- TASK STATEMENT: Render every line of the entries below as a JSON list of strings, one string per line, and omit blank lines.

- GIVEN RECORDS:

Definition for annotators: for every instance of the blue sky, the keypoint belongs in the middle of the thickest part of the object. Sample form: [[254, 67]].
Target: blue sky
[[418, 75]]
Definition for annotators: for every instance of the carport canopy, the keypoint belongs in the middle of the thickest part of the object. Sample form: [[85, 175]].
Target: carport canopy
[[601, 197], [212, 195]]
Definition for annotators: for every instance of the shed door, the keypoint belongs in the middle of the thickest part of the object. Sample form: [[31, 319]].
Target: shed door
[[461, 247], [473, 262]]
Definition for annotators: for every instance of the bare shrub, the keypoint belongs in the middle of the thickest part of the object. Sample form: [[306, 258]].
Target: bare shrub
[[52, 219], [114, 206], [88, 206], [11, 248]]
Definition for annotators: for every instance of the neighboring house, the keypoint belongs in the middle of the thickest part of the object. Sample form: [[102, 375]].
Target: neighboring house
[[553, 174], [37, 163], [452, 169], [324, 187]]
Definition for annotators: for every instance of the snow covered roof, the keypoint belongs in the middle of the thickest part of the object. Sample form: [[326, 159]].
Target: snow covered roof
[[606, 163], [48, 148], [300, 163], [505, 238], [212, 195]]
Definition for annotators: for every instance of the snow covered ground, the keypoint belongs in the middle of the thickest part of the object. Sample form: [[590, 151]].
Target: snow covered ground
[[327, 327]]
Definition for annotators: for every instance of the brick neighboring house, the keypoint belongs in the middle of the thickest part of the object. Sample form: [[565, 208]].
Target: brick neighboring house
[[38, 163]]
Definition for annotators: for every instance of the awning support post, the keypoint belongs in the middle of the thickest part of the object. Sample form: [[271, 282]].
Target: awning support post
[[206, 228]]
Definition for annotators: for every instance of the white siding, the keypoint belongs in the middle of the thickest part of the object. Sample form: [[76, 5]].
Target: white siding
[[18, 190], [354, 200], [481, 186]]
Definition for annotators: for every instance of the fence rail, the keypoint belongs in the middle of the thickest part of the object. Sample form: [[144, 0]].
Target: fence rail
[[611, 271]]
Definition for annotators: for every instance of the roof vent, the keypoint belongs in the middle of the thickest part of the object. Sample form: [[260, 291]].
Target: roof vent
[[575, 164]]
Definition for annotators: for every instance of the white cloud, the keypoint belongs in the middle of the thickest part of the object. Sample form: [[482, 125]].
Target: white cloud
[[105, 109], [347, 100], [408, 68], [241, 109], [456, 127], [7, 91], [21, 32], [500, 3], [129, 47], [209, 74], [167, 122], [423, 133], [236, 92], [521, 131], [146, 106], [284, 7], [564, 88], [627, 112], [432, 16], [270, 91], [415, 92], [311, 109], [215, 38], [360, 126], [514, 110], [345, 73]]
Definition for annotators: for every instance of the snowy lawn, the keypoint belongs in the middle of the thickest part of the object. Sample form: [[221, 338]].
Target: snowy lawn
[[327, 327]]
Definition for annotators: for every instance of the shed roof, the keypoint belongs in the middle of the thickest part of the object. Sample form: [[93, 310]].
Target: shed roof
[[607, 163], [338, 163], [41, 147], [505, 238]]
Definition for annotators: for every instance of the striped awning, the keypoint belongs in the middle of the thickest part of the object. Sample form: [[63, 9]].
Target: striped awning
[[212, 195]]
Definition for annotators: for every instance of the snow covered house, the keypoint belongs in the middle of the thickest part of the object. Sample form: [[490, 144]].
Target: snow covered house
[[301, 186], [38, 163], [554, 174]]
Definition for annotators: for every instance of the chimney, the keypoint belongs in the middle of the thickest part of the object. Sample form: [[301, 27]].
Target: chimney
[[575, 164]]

- PROBLEM SOLUTION:
[
  "Definition for annotators: for every instance of the blue sky, the keypoint belongs in the middle of the thickest part of the object. Sample form: [[254, 67]].",
  "Target: blue sky",
  "[[418, 75]]",
  "Definition for annotators: for every instance of the carport canopy, the keypoint belongs in the middle of the thickest part of the object. Sample form: [[85, 175]].",
  "Target: carport canopy",
  "[[601, 197], [212, 195]]",
  "Definition for annotators: for every instance of the shed door, the keypoint belongs in the middle of the thickest part of the object. Sample form: [[31, 319]].",
  "Target: shed door",
  "[[461, 247], [473, 262]]",
  "Definition for annotators: for every instance of the bare shrub, the keypoint belongs in the middle of the thickest part of the object. Sample form: [[306, 258]].",
  "Target: bare shrub",
  "[[52, 219], [114, 206], [88, 206], [11, 248]]",
  "Definition for annotators: for every instance of the neighboring house, the keypoint belongs in the middle of the thickest part of the object. Sample form: [[102, 375]].",
  "Target: neighboring house",
  "[[553, 174], [37, 163], [452, 169], [324, 187]]",
  "Definition for annotators: for every instance of the snow covered roof, the keypoint belongs in the middle of the thickest part of the object. Sample form: [[326, 159]].",
  "Target: snow covered roof",
  "[[606, 163], [48, 148], [300, 163], [505, 238], [212, 195]]",
  "Definition for annotators: for every instance of the snow covered ground, the keypoint belongs in the middle of the thickest part of the object. Sample form: [[590, 151]].",
  "Target: snow covered ground",
  "[[327, 327]]",
  "Definition for annotators: for every instance of the brick neighboring house, the keypoint belongs in the middle of the thickest part of the object. Sample form: [[565, 208]].",
  "Target: brick neighboring house",
  "[[38, 163]]",
  "Definition for annotators: for every instance of the awning support post, the keypoint belongs in the middle of the thickest part of the object. Sample form: [[271, 282]].",
  "Target: awning support post",
  "[[206, 228]]",
  "Definition for annotators: for every instance of the white siding, the keypoint belongs in the middle of the thickest part of the object. Sample form: [[76, 5]].",
  "Target: white siding",
  "[[18, 190], [354, 200], [481, 186]]",
  "Definition for annotators: for every instance of the fence rail, the keypoint belongs in the middle of the thickest part of the object. Sample form: [[144, 0]].",
  "Target: fence rail",
  "[[611, 271]]",
  "Definition for annotators: for every instance of the roof vent, the keypoint belongs in the middle of the thickest part of the object. Sample form: [[260, 291]].",
  "Target: roof vent",
  "[[575, 164]]",
  "Definition for annotators: for every instance of the white cloud, the keypoint belongs in the middle of the thickest part of the object. Sample form: [[482, 125]].",
  "Target: white cloud",
  "[[105, 109], [347, 100], [408, 68], [241, 109], [456, 127], [7, 91], [21, 32], [500, 3], [129, 47], [209, 74], [167, 122], [423, 133], [236, 92], [521, 131], [146, 106], [284, 7], [564, 88], [627, 112], [432, 16], [270, 91], [415, 92], [311, 109], [215, 38], [360, 126], [514, 110], [345, 73]]",
  "Definition for annotators: for every instance of the snowy lawn, the keypoint belongs in the middle of the thickest part of the object. Sample form: [[221, 338]].",
  "Target: snowy lawn",
  "[[327, 327]]",
  "Definition for annotators: for every instance of the shed roof, the keypoint belongs in the middle of the thickest part of the object. Sample form: [[93, 310]].",
  "Target: shed roof",
  "[[607, 163], [338, 163], [41, 147], [505, 238]]",
  "Definition for annotators: for every instance of the striped awning, the keypoint belongs in the middle of the thickest part of the object. Sample form: [[63, 9]].",
  "Target: striped awning",
  "[[212, 195]]",
  "Definition for annotators: for every instance of the snow covered house, the keypoint belongs in the middle of the thickest part of the object. Sample form: [[490, 144]].",
  "Target: snow covered house",
  "[[301, 186], [38, 163], [554, 174]]",
  "Definition for annotators: for every instance of the chimney, the keypoint belongs in the middle of the thickest part of the object. Sample form: [[301, 27]].",
  "Target: chimney",
  "[[575, 164]]"
]